**To do:** What follows is a block of records; restate each one word for word.

Records from a data collection

☆ ☆ ☆ ☆

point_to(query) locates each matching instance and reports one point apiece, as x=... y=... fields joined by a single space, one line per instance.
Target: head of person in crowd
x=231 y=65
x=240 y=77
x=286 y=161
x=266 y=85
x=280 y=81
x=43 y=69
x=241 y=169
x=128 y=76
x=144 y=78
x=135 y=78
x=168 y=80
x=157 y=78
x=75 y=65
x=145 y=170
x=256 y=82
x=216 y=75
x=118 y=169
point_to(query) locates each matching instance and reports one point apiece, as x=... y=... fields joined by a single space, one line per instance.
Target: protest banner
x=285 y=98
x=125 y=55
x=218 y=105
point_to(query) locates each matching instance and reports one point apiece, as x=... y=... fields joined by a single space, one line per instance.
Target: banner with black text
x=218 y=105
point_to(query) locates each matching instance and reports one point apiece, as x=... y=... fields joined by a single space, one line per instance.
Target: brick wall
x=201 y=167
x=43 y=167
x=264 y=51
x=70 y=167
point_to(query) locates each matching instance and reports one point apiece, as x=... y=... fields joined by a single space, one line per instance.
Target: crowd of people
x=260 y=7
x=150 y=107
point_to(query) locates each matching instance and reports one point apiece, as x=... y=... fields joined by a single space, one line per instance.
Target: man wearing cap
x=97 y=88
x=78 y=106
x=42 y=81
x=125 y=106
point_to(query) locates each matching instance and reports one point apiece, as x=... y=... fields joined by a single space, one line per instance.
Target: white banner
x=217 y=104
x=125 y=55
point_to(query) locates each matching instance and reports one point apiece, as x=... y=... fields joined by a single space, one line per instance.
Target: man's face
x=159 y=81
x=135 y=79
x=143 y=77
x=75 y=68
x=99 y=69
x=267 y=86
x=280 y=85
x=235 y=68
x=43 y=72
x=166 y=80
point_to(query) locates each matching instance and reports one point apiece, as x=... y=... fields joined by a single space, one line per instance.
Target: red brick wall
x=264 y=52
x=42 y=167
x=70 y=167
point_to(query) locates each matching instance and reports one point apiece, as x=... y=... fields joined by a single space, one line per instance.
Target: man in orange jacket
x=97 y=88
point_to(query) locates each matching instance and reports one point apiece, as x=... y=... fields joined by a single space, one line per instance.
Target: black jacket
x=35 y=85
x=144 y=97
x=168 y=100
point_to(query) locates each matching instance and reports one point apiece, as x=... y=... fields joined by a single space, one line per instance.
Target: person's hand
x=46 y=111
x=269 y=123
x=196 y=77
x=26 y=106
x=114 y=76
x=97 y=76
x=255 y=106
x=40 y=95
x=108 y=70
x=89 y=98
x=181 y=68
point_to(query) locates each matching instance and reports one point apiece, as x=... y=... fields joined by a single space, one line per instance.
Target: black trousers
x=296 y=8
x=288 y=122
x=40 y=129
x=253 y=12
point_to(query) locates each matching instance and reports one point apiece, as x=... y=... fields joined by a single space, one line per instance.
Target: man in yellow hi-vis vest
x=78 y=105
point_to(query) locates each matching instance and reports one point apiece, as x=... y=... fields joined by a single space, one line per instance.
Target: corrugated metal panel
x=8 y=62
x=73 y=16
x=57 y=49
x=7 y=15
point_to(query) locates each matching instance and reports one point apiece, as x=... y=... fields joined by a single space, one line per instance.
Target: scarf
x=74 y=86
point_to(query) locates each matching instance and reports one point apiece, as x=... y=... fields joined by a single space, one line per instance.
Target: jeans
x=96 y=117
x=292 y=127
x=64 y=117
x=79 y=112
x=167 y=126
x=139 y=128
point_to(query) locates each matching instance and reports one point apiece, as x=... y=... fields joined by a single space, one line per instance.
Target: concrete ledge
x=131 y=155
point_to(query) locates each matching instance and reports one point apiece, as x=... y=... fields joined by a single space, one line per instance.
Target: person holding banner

☆ ☆ ☆ ☆

**Response to the task:**
point_to(query) locates each matching instance and reports one point apiece, as x=... y=... fields joined by a single space, one line per instance.
Target: head of person in crowd
x=231 y=65
x=240 y=77
x=286 y=161
x=266 y=85
x=280 y=81
x=43 y=69
x=241 y=169
x=128 y=76
x=144 y=78
x=135 y=78
x=168 y=80
x=157 y=78
x=75 y=65
x=145 y=170
x=256 y=82
x=216 y=75
x=118 y=169
point_to(query) locates each matching instance and reports one point apiece, as x=... y=... fields joined by a single space, one line per instance.
Target: protest banner
x=285 y=98
x=125 y=55
x=218 y=105
point_to(query) locates each matching instance and reports one point apiece, as x=... y=... fields joined by a single space, one line per instance.
Target: banner with black text
x=218 y=105
point_to(query) locates each matching instance and reports one point apiece, as x=... y=... fields joined by a single space, one line per instance.
Target: brick wall
x=201 y=167
x=43 y=167
x=264 y=51
x=70 y=167
point_to(query) locates each matching instance and reports one point apiece, as x=... y=... fields joined by a single space, one line per instance.
Target: crowd of people
x=260 y=7
x=150 y=107
point_to(query) locates each matching instance and reports one point apiece, as x=... y=... fields joined by a single space, one line per instance.
Target: man wearing cap
x=97 y=88
x=78 y=106
x=42 y=81
x=125 y=106
point_to(query) locates each matching instance and reports one point apiece, as x=... y=... fields joined by a single space, one line per instance.
Target: white banner
x=217 y=104
x=125 y=55
point_to(query) locates each matching instance and reports one point apiece, as x=... y=... fields joined by a single space, one line per instance.
Target: man's face
x=159 y=81
x=135 y=79
x=143 y=77
x=75 y=68
x=99 y=69
x=267 y=86
x=280 y=85
x=235 y=68
x=43 y=72
x=166 y=80
point_to(query) locates each matching instance and reports one point apiece, as x=... y=... fields joined by a single space, one line per instance.
Target: red brick wall
x=264 y=52
x=42 y=167
x=70 y=167
point_to(query) locates each matching instance and reports one point apiece, as x=... y=... fields joined by a single space, one line per instance.
Target: man in orange jacket
x=97 y=88
point_to(query) locates each matching instance and reports one point apiece, as x=... y=... fields joined by a single space, one line per instance.
Target: black jacket
x=35 y=85
x=144 y=97
x=168 y=100
point_to(query) locates each matching instance and reports one point apiece, as x=... y=... fields joined by a single space, one line per instance.
Target: person's hand
x=46 y=111
x=269 y=123
x=196 y=77
x=26 y=106
x=114 y=76
x=97 y=76
x=255 y=106
x=40 y=95
x=108 y=70
x=89 y=98
x=181 y=68
point_to(query) locates each matching instance and reports one point apiece, as x=... y=... fields joined by a single space, one line per instance.
Target: black trousers
x=296 y=8
x=288 y=122
x=40 y=129
x=253 y=12
point_to(query) locates each matching instance and reports one point apiece, as x=... y=... fields joined by a single space, one line per instance.
Target: man in yellow hi-vis vest
x=78 y=105
point_to(query) locates each matching instance and reports one point apiece, as x=... y=... fields joined by a single space, one line per instance.
Target: corrugated metal panel
x=8 y=62
x=73 y=16
x=57 y=49
x=7 y=15
point_to(query) locates each matching instance and reports one point apiece, as x=... y=... fields joined by a single space, one line per instance.
Target: scarf
x=74 y=86
point_to(query) locates each matching instance and reports one point apiece, as x=... y=... fields joined by a single space, one line per instance.
Target: jeans
x=96 y=117
x=292 y=127
x=64 y=117
x=79 y=112
x=167 y=126
x=139 y=128
point_to(query) locates each matching instance and reports one point apiece, as x=... y=... fields joined by a single space, one line per instance.
Target: concrete ledge
x=131 y=155
point_to(query) locates each matching instance and reports one point apiece, as x=... y=... fields joined by a single space, one line per instance.
Target: person holding banner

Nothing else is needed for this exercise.